───── Data for review ─────
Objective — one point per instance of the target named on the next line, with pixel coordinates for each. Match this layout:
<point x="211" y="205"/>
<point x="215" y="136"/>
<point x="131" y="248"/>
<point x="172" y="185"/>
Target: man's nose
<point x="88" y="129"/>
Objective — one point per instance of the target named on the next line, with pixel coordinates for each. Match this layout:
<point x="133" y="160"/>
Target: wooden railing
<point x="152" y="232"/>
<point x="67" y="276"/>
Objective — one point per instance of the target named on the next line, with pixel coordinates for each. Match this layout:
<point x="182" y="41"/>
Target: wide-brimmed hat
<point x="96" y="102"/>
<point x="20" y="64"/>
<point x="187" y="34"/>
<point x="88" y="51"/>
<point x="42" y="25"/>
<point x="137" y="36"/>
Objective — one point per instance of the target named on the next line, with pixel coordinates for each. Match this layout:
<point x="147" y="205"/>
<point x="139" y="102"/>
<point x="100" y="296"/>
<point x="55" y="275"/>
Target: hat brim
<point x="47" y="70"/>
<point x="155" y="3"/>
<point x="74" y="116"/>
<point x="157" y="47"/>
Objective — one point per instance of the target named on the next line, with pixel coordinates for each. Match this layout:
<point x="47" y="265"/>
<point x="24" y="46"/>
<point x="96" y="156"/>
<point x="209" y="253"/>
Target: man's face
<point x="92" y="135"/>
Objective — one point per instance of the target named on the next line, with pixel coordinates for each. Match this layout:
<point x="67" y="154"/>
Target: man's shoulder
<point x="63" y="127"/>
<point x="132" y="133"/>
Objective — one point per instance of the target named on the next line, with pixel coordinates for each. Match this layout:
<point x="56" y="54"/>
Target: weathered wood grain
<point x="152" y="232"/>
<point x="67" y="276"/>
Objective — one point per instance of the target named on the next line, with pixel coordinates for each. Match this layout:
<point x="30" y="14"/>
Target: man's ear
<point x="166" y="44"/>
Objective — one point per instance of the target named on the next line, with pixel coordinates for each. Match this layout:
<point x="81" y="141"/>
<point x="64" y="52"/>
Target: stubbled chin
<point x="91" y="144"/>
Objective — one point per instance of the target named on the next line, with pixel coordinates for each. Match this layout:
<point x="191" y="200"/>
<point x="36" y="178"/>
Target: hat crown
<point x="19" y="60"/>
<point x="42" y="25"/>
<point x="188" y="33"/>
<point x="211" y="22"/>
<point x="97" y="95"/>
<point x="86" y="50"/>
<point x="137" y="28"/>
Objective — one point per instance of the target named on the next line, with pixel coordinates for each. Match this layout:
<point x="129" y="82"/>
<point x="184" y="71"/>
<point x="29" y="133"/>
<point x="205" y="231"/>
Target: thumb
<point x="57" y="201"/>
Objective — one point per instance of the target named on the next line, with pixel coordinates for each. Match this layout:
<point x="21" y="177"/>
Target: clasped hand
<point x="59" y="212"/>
─────
### Problem description
Above are some records; extract every one of them exactly.

### Finished task
Objective — one point per instance of the target named on the next line, with pixel coordinates for each. Match this layout:
<point x="211" y="205"/>
<point x="215" y="136"/>
<point x="131" y="248"/>
<point x="172" y="185"/>
Target: man's nose
<point x="88" y="129"/>
Objective — one point per instance of the target named on the next line, with pixel coordinates for each. Match this layout:
<point x="133" y="160"/>
Target: wooden railing
<point x="152" y="232"/>
<point x="67" y="276"/>
Objective — one point per instance of the target named on the next line, with pixel coordinates for each. Match this layout:
<point x="182" y="41"/>
Target: wide-brimmed hat
<point x="96" y="102"/>
<point x="20" y="64"/>
<point x="187" y="34"/>
<point x="88" y="51"/>
<point x="42" y="25"/>
<point x="137" y="36"/>
Objective — one point per instance of the target named on the next line, with pixel coordinates for each. Match this layout:
<point x="147" y="205"/>
<point x="139" y="102"/>
<point x="100" y="296"/>
<point x="55" y="275"/>
Target: hat brim
<point x="47" y="70"/>
<point x="155" y="3"/>
<point x="74" y="116"/>
<point x="157" y="47"/>
Objective — one point per instance of the target named on the next line, with pixel coordinates for each. Match this layout:
<point x="47" y="265"/>
<point x="24" y="46"/>
<point x="96" y="156"/>
<point x="209" y="253"/>
Target: man's face
<point x="92" y="135"/>
Objective — one point per instance of the target named on the next line, with pixel coordinates for each. Match this layout:
<point x="67" y="154"/>
Target: man's shoulder
<point x="63" y="127"/>
<point x="132" y="133"/>
Objective — one point per instance of the target named on the next line, with pixel coordinates for each. Match this layout:
<point x="56" y="54"/>
Target: weathered wood grain
<point x="152" y="232"/>
<point x="67" y="276"/>
Objective — one point per instance of the target named on the next line, with pixel coordinates for each. Match this layout:
<point x="30" y="14"/>
Target: man's ear
<point x="166" y="44"/>
Objective — one point per instance of the target named on the next line, with pixel coordinates for each. Match this layout:
<point x="81" y="141"/>
<point x="64" y="52"/>
Target: stubbled chin
<point x="91" y="144"/>
Objective — one point per instance of the target named on the next line, with pixel coordinates for each. Match this layout:
<point x="191" y="200"/>
<point x="36" y="178"/>
Target: hat crown
<point x="19" y="60"/>
<point x="42" y="25"/>
<point x="188" y="33"/>
<point x="211" y="22"/>
<point x="97" y="95"/>
<point x="86" y="50"/>
<point x="137" y="28"/>
Objective — one point per instance of the target named on the next line, with pixel coordinates for each. Match this layout:
<point x="129" y="82"/>
<point x="184" y="71"/>
<point x="29" y="133"/>
<point x="205" y="231"/>
Target: thumb
<point x="57" y="201"/>
Objective — one point per instance of the target named on the next line, with pixel coordinates for each. Match this layout:
<point x="21" y="177"/>
Target: clasped hand
<point x="59" y="212"/>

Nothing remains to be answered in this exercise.